:: Required work ::
Reproduce each of the rows below word for word, without changing anything.

:: Given records ::

»»

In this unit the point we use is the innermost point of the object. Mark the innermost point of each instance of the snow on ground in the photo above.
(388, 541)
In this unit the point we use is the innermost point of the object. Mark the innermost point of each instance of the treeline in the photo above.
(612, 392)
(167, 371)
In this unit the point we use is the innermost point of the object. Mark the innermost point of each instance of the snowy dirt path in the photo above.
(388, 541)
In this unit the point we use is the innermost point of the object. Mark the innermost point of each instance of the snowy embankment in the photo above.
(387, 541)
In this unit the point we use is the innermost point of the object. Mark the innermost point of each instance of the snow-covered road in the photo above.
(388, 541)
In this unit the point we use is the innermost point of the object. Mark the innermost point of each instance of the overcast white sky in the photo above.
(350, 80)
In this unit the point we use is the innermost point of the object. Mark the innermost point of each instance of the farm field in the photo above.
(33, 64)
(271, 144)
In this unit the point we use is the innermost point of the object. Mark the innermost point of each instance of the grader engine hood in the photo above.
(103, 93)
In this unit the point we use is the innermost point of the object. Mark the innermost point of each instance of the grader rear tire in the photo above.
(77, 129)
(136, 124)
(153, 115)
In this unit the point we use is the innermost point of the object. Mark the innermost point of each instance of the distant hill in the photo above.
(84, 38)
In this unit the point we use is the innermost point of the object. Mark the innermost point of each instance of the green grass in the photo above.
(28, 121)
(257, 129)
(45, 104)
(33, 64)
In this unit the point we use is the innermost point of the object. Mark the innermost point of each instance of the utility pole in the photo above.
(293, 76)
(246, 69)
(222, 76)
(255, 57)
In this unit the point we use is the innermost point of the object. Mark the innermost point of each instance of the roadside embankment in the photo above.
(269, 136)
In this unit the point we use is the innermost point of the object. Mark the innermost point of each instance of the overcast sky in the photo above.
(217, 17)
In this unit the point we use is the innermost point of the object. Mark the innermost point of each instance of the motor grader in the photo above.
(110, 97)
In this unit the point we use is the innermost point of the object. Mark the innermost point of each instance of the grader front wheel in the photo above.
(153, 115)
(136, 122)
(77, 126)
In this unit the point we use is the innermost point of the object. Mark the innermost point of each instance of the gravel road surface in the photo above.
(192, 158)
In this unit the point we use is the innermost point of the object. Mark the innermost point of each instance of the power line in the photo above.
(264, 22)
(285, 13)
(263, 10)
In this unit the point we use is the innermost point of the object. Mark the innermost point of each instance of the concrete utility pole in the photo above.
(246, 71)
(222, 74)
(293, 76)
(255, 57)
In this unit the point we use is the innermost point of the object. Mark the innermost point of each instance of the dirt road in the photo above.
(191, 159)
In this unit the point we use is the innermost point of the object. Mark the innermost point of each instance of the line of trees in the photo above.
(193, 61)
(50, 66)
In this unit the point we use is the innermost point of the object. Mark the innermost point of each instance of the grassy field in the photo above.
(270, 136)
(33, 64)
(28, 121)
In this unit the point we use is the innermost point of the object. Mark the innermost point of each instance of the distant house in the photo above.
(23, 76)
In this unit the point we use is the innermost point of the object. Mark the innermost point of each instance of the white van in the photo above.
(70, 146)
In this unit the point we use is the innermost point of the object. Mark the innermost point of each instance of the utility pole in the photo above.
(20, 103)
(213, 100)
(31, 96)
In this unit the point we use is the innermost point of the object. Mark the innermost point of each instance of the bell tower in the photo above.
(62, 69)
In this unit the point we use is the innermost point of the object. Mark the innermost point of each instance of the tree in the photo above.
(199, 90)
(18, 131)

««

:: Solved problem ::
In this unit the point we use is the innermost point of the object. Mark the innermost point of each instance of the snow on ground in the photo above.
(388, 541)
In this unit the point we use is the innermost point of the object. Mark the innermost point of each instance of the treeline in the photo above.
(612, 392)
(167, 371)
In this unit the point we use is the innermost point of the object. Mark the innermost point of each instance of the snowy dirt path in the photo above.
(388, 541)
In this unit the point we use is the innermost point of the object. Mark the innermost point of each instance of the snowy embankment in the photo above.
(387, 541)
In this unit the point we use is the innermost point of the object. Mark the innermost point of each instance of the snow-covered road in the photo above.
(388, 541)
In this unit the point we use is the innermost point of the object. Mark the innermost point of each instance of the overcast white sky in the photo above.
(350, 80)
In this unit the point we use is the innermost point of the object. Mark the innermost point of each instance of the farm field in the photo above.
(33, 64)
(271, 144)
In this unit the point we use is the innermost point of the object. Mark the innermost point of each instance of the grader engine hood in the photo above.
(103, 93)
In this unit the point we use is the innermost point of the object. Mark the innermost point of each instance of the grader rear tire in the photo above.
(77, 129)
(136, 124)
(153, 115)
In this unit the point we use is the innermost point of the object. Mark the innermost point of each instance of the distant hill in the photo above.
(84, 38)
In this unit the point we use is the innermost point of the object. Mark the innermost point of each instance of the green grass in the photo above.
(28, 121)
(257, 129)
(45, 104)
(33, 64)
In this unit the point we use is the innermost point of the object. Mark the innermost point of each instance of the utility pole in the photo above.
(293, 76)
(246, 69)
(222, 76)
(255, 57)
In this unit the point we use is the innermost point of the object. Mark the innermost point of each instance of the roadside embankment in the photo above.
(269, 136)
In this unit the point we use is the innermost point of the object. Mark the innermost point of each instance of the overcast sky in the photo above.
(217, 17)
In this unit the point we use is the innermost point of the object. Mark the innermost point of each instance of the motor grader in the photo above.
(110, 97)
In this unit the point we use is the innermost point of the object. Mark the innermost point of each instance of the grader front wheel in the photo above.
(153, 115)
(136, 122)
(77, 126)
In this unit the point we use is the innermost point of the object. Mark the innermost point of each instance of the gravel road surface in the photo above.
(192, 158)
In this unit the point we use is the innermost point of the object. Mark the innermost point of each instance of the power line in the photo above.
(264, 22)
(285, 13)
(263, 10)
In this unit the point we use is the innermost point of the object. Mark the innermost point of each instance of the concrete utility pole in the photo above.
(246, 71)
(222, 74)
(293, 76)
(255, 57)
In this unit the point we use is the innermost point of the object. Mark the innermost point of each instance of the dirt road in the photo above.
(191, 159)
In this unit the point we use is the innermost point of the object. Mark the innermost point of each instance of the line of trees in the photo above.
(193, 61)
(50, 66)
In this unit the point we use is the innermost point of the object. Mark the innermost point of each instance of the grassy field in the photo above.
(270, 136)
(33, 64)
(28, 121)
In this unit the point we use is the innermost point of the object. Mark the innermost point of each instance of the distant house in the photo above.
(23, 76)
In this unit the point we use is the innermost point of the object. Mark the innermost point of each instance of the white van in the photo above.
(70, 146)
In this unit the point we use is the innermost point of the object. Mark the innermost point of each instance of the utility pole in the photo above.
(20, 103)
(213, 100)
(31, 96)
In this unit the point we use is the innermost point of the object. Mark the innermost point of each instance of the bell tower in the photo above.
(62, 69)
In this unit the point we use is the innermost point of the object. Mark the innermost point of each instance of the tree in the photo above.
(199, 90)
(18, 131)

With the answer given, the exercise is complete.